# What is expected
Which lines of the entries contain the string "sidewalk"? Please find them and copy them.

(Collection entries)
-------

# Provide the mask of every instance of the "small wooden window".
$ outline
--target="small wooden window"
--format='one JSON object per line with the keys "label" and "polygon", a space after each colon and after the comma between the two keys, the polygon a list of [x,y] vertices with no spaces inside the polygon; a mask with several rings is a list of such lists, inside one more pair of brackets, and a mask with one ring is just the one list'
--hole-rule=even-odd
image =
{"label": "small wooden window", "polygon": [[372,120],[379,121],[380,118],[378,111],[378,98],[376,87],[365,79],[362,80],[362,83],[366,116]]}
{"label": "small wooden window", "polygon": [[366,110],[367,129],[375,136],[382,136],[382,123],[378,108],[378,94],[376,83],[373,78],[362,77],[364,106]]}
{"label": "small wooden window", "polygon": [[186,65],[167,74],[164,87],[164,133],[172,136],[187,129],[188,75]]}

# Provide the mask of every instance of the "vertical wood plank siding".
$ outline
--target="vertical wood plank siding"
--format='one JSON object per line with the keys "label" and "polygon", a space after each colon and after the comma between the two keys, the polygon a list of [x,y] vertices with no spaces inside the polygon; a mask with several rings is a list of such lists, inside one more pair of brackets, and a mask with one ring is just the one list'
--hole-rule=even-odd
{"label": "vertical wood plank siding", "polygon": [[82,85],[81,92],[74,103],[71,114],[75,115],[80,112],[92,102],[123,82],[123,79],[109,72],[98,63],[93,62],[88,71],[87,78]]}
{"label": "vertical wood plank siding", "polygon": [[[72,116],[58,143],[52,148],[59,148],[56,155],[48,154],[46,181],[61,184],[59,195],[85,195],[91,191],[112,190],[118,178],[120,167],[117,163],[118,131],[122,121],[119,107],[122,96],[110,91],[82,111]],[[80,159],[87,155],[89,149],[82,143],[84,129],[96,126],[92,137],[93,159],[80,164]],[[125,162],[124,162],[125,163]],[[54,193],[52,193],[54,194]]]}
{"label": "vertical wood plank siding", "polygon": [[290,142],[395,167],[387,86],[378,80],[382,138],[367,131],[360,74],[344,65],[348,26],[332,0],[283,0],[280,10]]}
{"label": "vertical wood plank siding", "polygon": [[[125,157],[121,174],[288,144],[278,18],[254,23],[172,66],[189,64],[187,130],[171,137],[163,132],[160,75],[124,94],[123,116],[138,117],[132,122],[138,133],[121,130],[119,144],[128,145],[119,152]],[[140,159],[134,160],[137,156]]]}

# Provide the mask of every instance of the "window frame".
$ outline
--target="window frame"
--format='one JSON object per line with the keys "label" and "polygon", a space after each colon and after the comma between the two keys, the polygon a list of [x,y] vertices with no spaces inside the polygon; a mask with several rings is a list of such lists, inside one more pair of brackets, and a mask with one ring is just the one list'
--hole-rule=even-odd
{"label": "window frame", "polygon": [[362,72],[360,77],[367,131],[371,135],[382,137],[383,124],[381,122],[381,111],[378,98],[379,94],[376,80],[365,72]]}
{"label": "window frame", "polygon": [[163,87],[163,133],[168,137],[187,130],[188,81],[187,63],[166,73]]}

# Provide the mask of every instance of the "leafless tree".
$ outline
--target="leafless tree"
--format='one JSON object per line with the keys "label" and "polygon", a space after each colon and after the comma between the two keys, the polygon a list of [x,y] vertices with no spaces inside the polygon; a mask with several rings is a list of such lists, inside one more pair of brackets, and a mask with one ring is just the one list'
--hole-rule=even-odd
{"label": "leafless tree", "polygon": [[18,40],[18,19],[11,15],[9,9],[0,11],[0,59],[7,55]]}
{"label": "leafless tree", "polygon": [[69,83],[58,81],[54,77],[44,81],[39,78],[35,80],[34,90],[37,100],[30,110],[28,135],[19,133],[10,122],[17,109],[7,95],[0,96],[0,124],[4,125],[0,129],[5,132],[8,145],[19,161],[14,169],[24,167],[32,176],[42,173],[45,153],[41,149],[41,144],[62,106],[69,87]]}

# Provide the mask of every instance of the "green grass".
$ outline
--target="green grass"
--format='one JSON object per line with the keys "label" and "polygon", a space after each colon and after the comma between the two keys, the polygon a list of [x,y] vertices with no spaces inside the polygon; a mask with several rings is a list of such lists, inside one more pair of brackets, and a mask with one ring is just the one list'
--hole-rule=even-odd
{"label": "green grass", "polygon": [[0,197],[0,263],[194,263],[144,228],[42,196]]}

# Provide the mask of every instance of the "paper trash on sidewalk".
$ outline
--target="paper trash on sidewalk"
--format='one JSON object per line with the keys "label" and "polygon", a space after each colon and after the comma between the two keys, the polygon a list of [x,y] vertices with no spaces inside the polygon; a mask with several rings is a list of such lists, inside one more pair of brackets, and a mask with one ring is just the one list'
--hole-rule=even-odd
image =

-------

# Exercise result
# Provide the mask of every instance of the "paper trash on sidewalk".
--target="paper trash on sidewalk"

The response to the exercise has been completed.